→ **Task statement**:
List each line of the entries below that contains the word "dark". Case counts, so match only that exact capitalization.

→ **Material for the task**:
◆ ◆ ◆ ◆ ◆

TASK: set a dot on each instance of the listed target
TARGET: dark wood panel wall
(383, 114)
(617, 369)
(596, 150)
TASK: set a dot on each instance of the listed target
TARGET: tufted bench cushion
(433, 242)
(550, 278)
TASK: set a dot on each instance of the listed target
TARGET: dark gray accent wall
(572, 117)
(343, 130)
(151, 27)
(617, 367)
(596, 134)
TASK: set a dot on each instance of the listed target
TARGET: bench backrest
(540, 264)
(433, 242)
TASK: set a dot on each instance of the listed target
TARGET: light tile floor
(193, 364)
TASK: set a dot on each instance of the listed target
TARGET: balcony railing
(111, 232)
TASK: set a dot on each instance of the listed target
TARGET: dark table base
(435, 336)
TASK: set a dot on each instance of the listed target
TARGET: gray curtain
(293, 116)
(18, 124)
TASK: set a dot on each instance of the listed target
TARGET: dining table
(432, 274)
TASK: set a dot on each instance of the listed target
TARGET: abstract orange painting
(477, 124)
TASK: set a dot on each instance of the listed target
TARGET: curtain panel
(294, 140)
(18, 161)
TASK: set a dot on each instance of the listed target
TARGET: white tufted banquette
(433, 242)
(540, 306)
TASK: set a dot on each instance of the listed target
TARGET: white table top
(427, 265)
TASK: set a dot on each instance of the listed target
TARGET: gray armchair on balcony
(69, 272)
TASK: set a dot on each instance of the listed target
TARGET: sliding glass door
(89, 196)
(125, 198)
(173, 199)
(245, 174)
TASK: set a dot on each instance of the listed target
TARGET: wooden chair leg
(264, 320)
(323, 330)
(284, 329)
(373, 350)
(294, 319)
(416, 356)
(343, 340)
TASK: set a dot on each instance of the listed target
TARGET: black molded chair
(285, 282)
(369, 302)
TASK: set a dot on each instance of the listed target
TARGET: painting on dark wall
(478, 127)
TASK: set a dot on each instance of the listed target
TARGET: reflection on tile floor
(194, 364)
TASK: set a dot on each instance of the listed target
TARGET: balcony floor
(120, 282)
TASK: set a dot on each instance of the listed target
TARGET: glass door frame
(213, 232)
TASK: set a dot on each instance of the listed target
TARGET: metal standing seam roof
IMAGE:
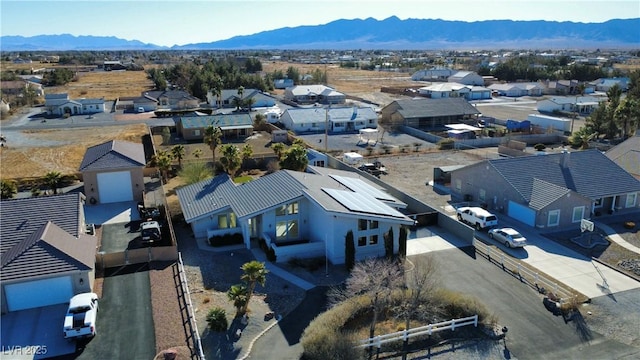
(47, 251)
(207, 197)
(226, 121)
(589, 173)
(20, 218)
(321, 115)
(424, 107)
(114, 154)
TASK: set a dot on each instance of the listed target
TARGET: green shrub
(539, 147)
(217, 319)
(226, 240)
(446, 144)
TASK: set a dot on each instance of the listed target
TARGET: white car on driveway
(508, 236)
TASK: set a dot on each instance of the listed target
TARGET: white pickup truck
(476, 217)
(80, 320)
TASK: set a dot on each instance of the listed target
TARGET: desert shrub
(217, 319)
(457, 305)
(325, 338)
(226, 240)
(446, 144)
(539, 147)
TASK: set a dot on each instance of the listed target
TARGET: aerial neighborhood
(219, 195)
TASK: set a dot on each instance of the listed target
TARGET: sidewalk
(613, 236)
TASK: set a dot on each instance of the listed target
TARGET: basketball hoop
(586, 225)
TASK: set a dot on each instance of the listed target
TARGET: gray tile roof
(589, 173)
(114, 154)
(47, 251)
(544, 193)
(204, 198)
(424, 108)
(20, 218)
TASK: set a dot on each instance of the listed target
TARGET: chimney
(564, 158)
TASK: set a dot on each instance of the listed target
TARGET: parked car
(476, 217)
(508, 236)
(80, 320)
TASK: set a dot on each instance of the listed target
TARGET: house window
(362, 224)
(287, 230)
(362, 241)
(553, 218)
(598, 203)
(578, 214)
(227, 221)
(288, 209)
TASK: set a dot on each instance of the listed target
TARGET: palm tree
(212, 136)
(239, 295)
(53, 179)
(255, 272)
(230, 159)
(9, 189)
(278, 148)
(177, 152)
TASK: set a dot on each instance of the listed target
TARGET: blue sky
(170, 22)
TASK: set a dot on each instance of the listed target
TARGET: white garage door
(522, 213)
(38, 293)
(115, 187)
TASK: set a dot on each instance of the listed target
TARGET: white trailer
(550, 122)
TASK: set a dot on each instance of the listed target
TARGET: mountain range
(369, 34)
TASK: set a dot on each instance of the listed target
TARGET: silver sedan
(508, 236)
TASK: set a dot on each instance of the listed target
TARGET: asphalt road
(282, 342)
(533, 331)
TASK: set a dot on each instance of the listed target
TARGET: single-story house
(579, 104)
(47, 255)
(228, 98)
(424, 113)
(466, 78)
(311, 94)
(607, 83)
(435, 74)
(627, 155)
(113, 172)
(297, 214)
(449, 89)
(340, 119)
(282, 83)
(549, 191)
(61, 104)
(232, 125)
(517, 89)
(172, 99)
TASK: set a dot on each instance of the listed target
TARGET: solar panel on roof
(359, 186)
(361, 203)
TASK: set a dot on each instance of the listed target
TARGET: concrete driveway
(124, 327)
(569, 267)
(35, 333)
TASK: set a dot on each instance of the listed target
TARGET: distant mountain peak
(391, 33)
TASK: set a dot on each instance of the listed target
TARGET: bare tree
(376, 278)
(421, 281)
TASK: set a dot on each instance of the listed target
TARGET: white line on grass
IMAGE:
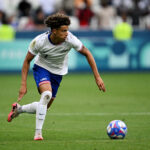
(100, 114)
(94, 114)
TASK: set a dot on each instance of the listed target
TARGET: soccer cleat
(38, 137)
(14, 113)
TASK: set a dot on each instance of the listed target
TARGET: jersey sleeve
(75, 42)
(34, 47)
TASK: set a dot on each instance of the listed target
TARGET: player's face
(62, 32)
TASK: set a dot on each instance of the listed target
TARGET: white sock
(42, 109)
(29, 108)
(38, 132)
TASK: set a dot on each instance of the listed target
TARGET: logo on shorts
(43, 79)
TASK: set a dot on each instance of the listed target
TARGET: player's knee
(45, 97)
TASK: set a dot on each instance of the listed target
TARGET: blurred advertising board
(109, 54)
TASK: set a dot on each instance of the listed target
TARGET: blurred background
(117, 32)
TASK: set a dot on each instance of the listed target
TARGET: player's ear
(54, 31)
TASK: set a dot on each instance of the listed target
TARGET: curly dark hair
(55, 21)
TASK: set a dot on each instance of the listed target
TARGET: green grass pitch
(78, 118)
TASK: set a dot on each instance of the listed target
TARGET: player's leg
(46, 94)
(53, 86)
(55, 83)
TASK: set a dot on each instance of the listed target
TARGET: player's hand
(22, 92)
(100, 84)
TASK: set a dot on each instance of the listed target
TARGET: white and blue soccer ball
(117, 129)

◆ ◆ ◆ ◆ ◆

→ **Written solution**:
TARGET: dark wood panel wall
TARGET: dark gray accent wall
TARGET: dark table base
TARGET: painting on dark wall
TARGET: curly dark hair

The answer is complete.